Use these two results:

We can use that for $|\alpha x|>>1$, $$(1+\alpha)^x \sim e^{\alpha x} \tag{1}$$

We have the basic limit for logarithm as; $$\lim_{n \rightarrow \infty}n\left(a^{1/n}-1\right)=\log a \hspace{5px}\text{, for all positive } a$$ for $a =n$ itself we have: $$\lim_{n \rightarrow \infty}n\left(n^{1/n}-1\right)=\log n \tag{2}$$

$$\begin{align}\lim_{n\rightarrow \infty}\frac{\left(2n^{1/n}-1\right)^{n}}{n^{2}}&=\lim_{n\rightarrow \infty}\frac{\left(1+2\left(n^{1/n}-1\right)\right)^{n}}{n^{2}} \\ &=\lim_{n\rightarrow \infty}\frac{\exp\left(2n\left(n^{1/n}-1\right)\right)}{n^{2}} \tag{By Eq. 1 & 2}\\ &=\lim_{n\rightarrow \infty}\frac{\exp\left(2\log n\right)}{n^{2}} \tag{By Eq. 2}\\ &=1\end{align}$$

Answer 5

Here is yet another estimation of the $\lim_n\frac{(2n^{\frac 1n}-1)^n}{n^2}$. Since $$a_n= \frac{(2n^{\frac 1n}-1)^n}{n^2}=\Big(\frac{2n^{1/n}-1}{n^{2/n}} \Big)^n=\Big(\frac{-(1-2n^{1/n}+n^{2/n})+n^{2/n}}{n^{2/n}}\Big)^n=\Big(1-\Big(\frac{1-n^{1/n}}{n^{1/n}}\Big)^2\Big)^n$$ we obtain that $$1\leq a_n\leq \exp\left(n\Big(\frac{1-n^{1/n}}{n^{1/n}}\Big)^2\right)$$ (Here we use the inequality $1+v\leq e^v$ for all $v$). The expression in the exponent can be rewritten as $$n\Big(\frac{1-n^{1/n}}{n^{1/n}}\Big)^2=\frac{1}{n^{2/n}}\Big(\frac{n^{1/n}-1}{n^{-1/2}}\Big)^2$$ Since $n^{2/n}\xrightarrow{n\rightarrow0}1$, it is enough to check that $\frac{n^{1/n}-1}{n^{-1/2}}$ converges and find the limit. Here we may try L'Hospital rule, for we have a indeterminacy of the type $\frac{0}{0}$ as $n\rightarrow\infty$. Set $f(x)=x^{1/x}-1$ and $g(x)=x^{-1/2}$.

*-*-*

— Directions for this task —
Continue the limit derivation above, starting right after its last sentence.

*-*-*

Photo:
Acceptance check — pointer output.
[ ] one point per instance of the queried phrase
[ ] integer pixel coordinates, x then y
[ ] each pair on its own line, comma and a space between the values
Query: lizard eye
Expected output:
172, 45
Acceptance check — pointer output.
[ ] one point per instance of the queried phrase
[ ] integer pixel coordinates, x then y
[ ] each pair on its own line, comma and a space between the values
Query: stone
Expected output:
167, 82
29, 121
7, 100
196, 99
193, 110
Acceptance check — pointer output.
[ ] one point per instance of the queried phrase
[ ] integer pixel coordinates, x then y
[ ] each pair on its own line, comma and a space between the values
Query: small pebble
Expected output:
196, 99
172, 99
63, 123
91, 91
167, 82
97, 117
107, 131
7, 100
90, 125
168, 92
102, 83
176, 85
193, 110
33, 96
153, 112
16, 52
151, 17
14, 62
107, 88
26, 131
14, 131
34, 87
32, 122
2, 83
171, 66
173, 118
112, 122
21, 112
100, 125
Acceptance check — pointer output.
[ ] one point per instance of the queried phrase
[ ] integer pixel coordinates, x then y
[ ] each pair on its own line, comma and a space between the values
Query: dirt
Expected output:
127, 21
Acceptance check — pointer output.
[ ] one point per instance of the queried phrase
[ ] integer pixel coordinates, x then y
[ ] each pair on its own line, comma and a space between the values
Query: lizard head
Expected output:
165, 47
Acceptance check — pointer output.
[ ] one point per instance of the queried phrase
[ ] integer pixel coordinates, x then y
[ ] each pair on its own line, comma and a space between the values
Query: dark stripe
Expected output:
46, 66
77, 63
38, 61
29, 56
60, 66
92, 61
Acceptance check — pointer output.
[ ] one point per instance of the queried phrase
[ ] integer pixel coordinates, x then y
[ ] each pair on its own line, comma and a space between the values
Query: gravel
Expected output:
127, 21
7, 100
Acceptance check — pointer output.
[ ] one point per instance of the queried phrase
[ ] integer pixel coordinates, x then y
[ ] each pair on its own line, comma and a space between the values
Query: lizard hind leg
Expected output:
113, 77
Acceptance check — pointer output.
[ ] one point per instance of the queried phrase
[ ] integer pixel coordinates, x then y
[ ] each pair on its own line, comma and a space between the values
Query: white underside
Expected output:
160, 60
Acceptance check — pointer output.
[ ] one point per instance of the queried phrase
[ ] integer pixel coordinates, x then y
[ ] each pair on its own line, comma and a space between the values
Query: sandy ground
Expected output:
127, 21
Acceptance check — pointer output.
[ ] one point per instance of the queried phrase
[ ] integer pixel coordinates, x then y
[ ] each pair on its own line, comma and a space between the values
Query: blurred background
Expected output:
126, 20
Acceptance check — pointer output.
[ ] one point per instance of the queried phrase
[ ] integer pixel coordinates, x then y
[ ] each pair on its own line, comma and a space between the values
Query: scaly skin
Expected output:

*-*-*

— Exercise answer —
$$\frac{f(x)}{g(x)}=\frac{x^{1/x}-1}{x^{-1/2}}\sim \frac{f'(x)}{g'(x)}=2x^{1/x}\frac{\log x -1}{x^{1/2}}$$ Now $x^{1/x}\xrightarrow{x\rightarrow\infty}1$, while $\frac{\log x-1}{x^{1/2}}\xrightarrow{x\rightarrow\infty}0$ (this follows from a the well known limit $\lim_{u\rightarrow\infty}\frac{u^\alpha}{(1+p)^u}=0$ for any $p>0$ and $\alpha\in\mathbb{R}$) Consequently (by L'Hospital theorem) $\lim_{x\rightarrow\infty}\frac{f(x)}{g(x)}=L$ exists and equals $L=0$. Putting things together, we obtain that $$ \exp\left(n\Big(\frac{1-n^{1/n}}{n^{1/n}}\Big)^2\right)\xrightarrow{n\rightarrow\infty}1$$

Therefore, $\lim_{n\rightarrow\infty}a_n=1$.